OBJECTIVE:
Do not include the pictures; repeat the rest of the data exactly.

═════ DATASET EXCERPTS ═════

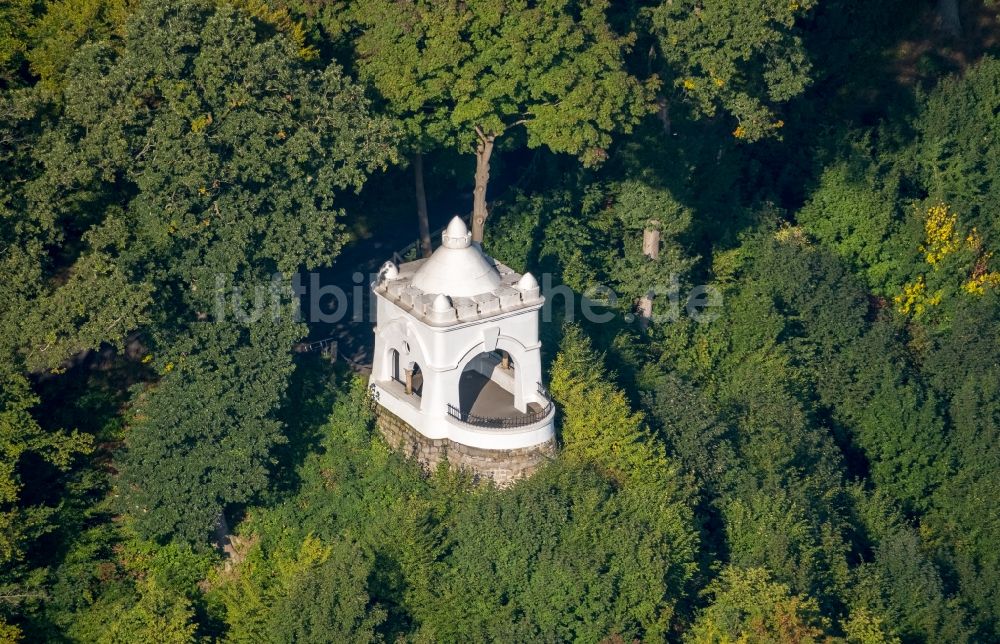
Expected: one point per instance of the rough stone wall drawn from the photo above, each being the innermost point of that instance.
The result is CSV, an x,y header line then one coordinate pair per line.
x,y
503,466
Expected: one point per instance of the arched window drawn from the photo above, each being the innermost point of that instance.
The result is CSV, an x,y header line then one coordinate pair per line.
x,y
394,372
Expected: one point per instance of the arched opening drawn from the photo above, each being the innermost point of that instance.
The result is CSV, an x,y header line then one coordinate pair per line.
x,y
487,387
417,381
394,372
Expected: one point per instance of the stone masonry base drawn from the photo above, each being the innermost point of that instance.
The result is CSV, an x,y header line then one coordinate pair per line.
x,y
503,466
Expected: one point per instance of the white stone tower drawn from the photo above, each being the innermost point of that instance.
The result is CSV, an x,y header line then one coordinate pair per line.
x,y
457,366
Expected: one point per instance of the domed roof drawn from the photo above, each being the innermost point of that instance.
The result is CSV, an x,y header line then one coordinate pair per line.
x,y
458,268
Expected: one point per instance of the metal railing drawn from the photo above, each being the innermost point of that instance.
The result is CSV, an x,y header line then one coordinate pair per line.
x,y
503,422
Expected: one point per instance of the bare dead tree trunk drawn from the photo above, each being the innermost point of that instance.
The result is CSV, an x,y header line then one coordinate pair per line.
x,y
651,249
484,150
663,113
951,21
422,221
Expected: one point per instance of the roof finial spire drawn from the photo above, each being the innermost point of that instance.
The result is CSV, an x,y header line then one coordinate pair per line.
x,y
457,234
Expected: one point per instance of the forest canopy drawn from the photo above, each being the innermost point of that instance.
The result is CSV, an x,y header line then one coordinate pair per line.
x,y
816,461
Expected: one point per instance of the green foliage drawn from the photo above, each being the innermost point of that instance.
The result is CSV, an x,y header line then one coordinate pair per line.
x,y
316,594
744,58
65,27
815,463
158,616
218,159
202,437
21,436
959,143
448,68
562,556
855,212
16,18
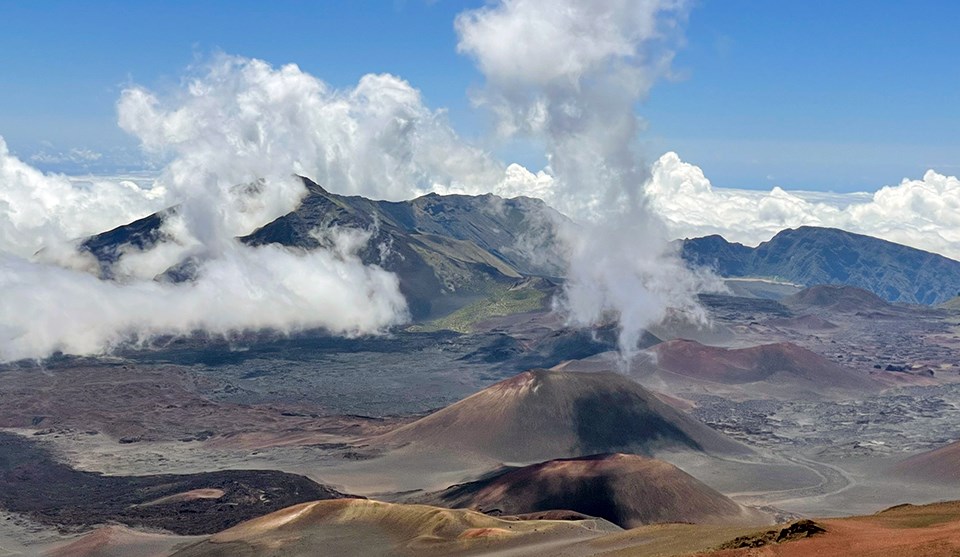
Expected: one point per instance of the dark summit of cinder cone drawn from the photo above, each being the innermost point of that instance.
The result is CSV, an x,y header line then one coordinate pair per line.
x,y
628,490
541,414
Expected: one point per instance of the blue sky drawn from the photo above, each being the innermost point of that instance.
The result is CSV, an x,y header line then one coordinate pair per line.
x,y
838,96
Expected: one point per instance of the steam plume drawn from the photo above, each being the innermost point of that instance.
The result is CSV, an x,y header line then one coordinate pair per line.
x,y
570,74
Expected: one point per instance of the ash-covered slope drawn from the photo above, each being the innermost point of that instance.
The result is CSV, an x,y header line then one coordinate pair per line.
x,y
446,250
540,414
810,255
33,484
941,465
373,528
780,369
627,490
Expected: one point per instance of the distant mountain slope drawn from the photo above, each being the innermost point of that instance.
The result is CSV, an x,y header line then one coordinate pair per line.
x,y
810,256
779,370
447,250
627,490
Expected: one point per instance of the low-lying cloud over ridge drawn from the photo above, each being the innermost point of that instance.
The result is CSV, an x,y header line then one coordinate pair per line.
x,y
923,213
570,74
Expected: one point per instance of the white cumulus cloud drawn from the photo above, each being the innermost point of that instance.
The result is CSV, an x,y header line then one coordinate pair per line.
x,y
922,213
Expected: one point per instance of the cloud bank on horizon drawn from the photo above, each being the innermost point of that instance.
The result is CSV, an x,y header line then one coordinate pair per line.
x,y
238,129
922,213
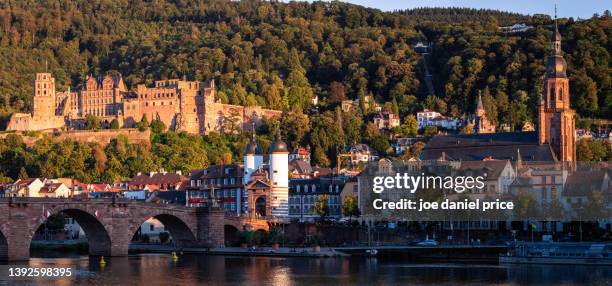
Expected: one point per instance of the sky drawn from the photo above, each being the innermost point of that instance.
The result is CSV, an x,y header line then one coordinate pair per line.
x,y
565,8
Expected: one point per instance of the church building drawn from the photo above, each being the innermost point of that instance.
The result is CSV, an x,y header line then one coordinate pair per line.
x,y
553,139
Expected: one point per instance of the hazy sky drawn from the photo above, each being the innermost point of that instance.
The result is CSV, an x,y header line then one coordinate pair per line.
x,y
565,8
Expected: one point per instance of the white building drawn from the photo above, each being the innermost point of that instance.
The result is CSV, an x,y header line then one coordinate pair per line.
x,y
433,118
279,177
253,159
27,187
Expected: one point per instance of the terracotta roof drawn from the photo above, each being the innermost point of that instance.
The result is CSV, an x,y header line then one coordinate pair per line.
x,y
24,182
476,147
300,166
219,171
157,179
582,183
50,188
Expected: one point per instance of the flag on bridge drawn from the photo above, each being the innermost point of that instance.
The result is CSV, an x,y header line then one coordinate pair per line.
x,y
45,215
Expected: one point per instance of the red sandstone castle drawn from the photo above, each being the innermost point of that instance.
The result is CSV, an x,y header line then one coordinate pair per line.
x,y
182,105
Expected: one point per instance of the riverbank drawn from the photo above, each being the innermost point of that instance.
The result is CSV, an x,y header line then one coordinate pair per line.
x,y
239,251
79,246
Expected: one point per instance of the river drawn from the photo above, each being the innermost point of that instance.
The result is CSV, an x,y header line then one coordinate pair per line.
x,y
160,269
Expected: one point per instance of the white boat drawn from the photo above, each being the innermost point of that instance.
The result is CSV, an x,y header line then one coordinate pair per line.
x,y
559,253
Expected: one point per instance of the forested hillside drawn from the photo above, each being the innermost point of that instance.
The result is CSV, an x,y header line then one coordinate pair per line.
x,y
273,54
279,55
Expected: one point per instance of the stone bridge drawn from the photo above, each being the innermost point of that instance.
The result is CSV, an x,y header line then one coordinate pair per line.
x,y
110,224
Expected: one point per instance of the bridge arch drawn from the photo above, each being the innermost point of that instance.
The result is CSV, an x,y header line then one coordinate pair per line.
x,y
180,231
97,235
3,247
231,234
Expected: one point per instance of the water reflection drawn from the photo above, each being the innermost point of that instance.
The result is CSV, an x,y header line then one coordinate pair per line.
x,y
159,269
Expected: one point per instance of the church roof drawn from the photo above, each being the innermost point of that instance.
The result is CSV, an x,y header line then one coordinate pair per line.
x,y
253,148
476,147
279,146
556,36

═════

RESPONSE BELOW:
Expected: one point per instance of the rough stone wall drawn from the photo above, each being the innermost point of that instance.
The result is CSV, an x,y header line then one coordinate pair per line.
x,y
503,466
Expected: one point per instance of the arched window drawn from the photo above, each being the innermost point of that instance.
The result is CSV, an x,y header line then one coordinate pair per line.
x,y
394,372
Expected: one point per instance of the arched opening drawn from the photo above, each being the innermost point of that instance.
The result is CSV, an x,y header line then one coordinate pair per line.
x,y
487,387
417,381
394,372
Expected: one point per instance of the stone masonry base drawn from the photo above, each being the innermost point of that instance.
The result is CSV, an x,y header line then one coordinate pair per line.
x,y
503,466
Expected: one point per instance of the white stone tower drawn from the photo above, each being the innermost point of that instance.
The result is CSV, an x,y header line then one coordinate pair per line.
x,y
457,366
Expected: one point per instance of the domed roof drawn from the photo above, each being the innermost point of that instance.
The result is CSV, an x,y header line then one coordinate pair per line.
x,y
458,268
Expected: one point per instance of the metal railing drawn from the photo above, each being the innermost point of that instance.
The result is CSV, an x,y header line then one coordinate pair per line.
x,y
503,422
Expected: one point per instance of the bare dead tree trunk drawn from the photo above, each being the innermost point of that instance.
The result is CSV, an x,y header line then one coordinate pair per line.
x,y
651,249
484,150
663,113
951,21
422,221
Expected: one point per instance of the roof finial spire drawn from the photo above, each being the innermost point of that instance.
The result is CSV, an x,y header line then one coordinate pair per line.
x,y
457,234
Expected: one point per instance of the forest canopy drawn from the photo above, each being the innermost point of that instance.
The result is CSV, an x,y header line then one coordinate pair per line.
x,y
816,461
Expected: one point per instance of the green foliage drawn from the photo above, each being the innermost point of that instance.
The result is CSV, an x,y header line then one coordinate pair per line.
x,y
316,594
744,58
65,27
815,463
158,616
218,159
202,437
21,436
959,143
448,68
562,556
855,212
16,18
Expected: one point per instance of the dark summit of cinder cone drawn from the photo above, each being the innermost point of that instance.
The result is CSV, an x,y header line then one coordinate pair per line.
x,y
628,490
541,414
Expected: one point per instance of the blue sky drawn from the photo above, each being the innermost point of that instance.
The result is CSV, an x,y header line then one coordinate pair per line.
x,y
838,96
Expected: one point per instance of the steam plume drawn from the photo above, each being the innermost point of that instance.
The result is CSV, an x,y header line then one coordinate pair per line.
x,y
570,74
Expected: one point per instance of the ash-covered slope drawn from the photo above, each being the innermost point of that instance.
The result is CSV, an x,y header line then one coordinate pair per line.
x,y
446,250
540,414
810,255
33,484
941,465
373,528
780,369
627,490
Expected: one point per instance of the distant mountain slope drawn from the photo above, each being the innermost point of that instance.
The result is CSV, an x,y header line then one coordinate pair per line.
x,y
810,256
779,370
447,250
627,490
Expected: one point per instance of the low-lying cloud over ridge drawn from the photo above, each being the innermost point of that instance.
The result is CSV, an x,y header line then one coordinate pair per line.
x,y
923,213
570,74
Expected: one point per instance of the white cumulus cloud drawn from the photo above, each being the innermost point of that instance.
The result is CSV, an x,y header line then one coordinate pair per line.
x,y
922,213
Expected: one point per instance of the cloud bank on horizon drawn from the photo above, each being the innermost point of that instance.
The result is CSV, an x,y header line then one coordinate pair per line.
x,y
238,129
922,213
Expected: one point per instance of the sky drawn from the photo above, each being the innermost point of that instance.
The result is CSV, an x,y header line then one coordinate pair per line.
x,y
565,8
Expected: one point per instance of the church building drawn from the photo above, each being the innermost point of that instance.
The result is CSV, an x,y header line then one coordinate pair per line.
x,y
553,139
Expected: one point per instance of the hazy sky drawn from the photo above, each being the innermost point of that instance.
The result is CSV, an x,y header line then one coordinate pair per line.
x,y
565,8
Expected: one point per instance of the white building drawn from the photo above, each being the innermost point of that instance.
The result is CSV, an x,y header line then one coordinate pair per line.
x,y
433,118
279,177
253,159
27,187
Expected: one point per instance of the terracotta roof drawn from the photo above, each being the innermost point of that instance.
The result is CSV, an x,y header line then one coordinate pair per line.
x,y
24,182
476,147
300,166
219,171
157,179
582,183
50,188
Expected: one point per instance of the flag on bridge drawn from the photo above, each being the innermost point of that instance.
The result is CSV, an x,y header line then one coordinate pair per line.
x,y
45,215
Expected: one point per instance of the red sandstone castle drawn from the photo above, each being the innermost point of that instance.
The result is CSV, an x,y header line then one coordinate pair per line.
x,y
182,105
Expected: one point per instance of the riverbank drawn from the photo above, each being the innermost point of that instance.
The result is CSV, an x,y header line then one coordinate pair per line.
x,y
239,251
79,246
Expected: one point per instance of the river drawn from the photo above, each being the innermost point of that instance.
The result is CSV, an x,y header line then one coordinate pair per line.
x,y
160,269
Expected: one point per instance of the white boat drawn from the photo above, each being the innermost point of that instance.
The result is CSV, an x,y header line then one coordinate pair per line.
x,y
559,253
Expected: one point per instance of the forested hillside drawn from the photo above, each being the innermost point of that instance.
The result is CSV, an x,y header line then one coordinate pair per line.
x,y
273,54
279,55
Expected: one point per instance of the stone bridge drawn from the photo above, each being the innermost point of that instance.
The result is CSV, an x,y header line then one coordinate pair per line.
x,y
110,224
Expected: one point per instance of the bridge arch drawn from the photo above, each being the innermost point of that instance.
The result is CSV, an x,y header line then one coordinate pair per line.
x,y
180,231
97,235
3,247
231,234
Expected: one point per instance of the water reflection drawn from the photo above, each being the innermost point of that instance.
The result is CSV, an x,y header line then one coordinate pair per line.
x,y
159,269
Expected: one point per instance of the church roof drawn from the photo above, each being the innermost point of that instance.
The result is CSV, an x,y header line then one coordinate pair per line.
x,y
253,148
476,147
279,146
556,36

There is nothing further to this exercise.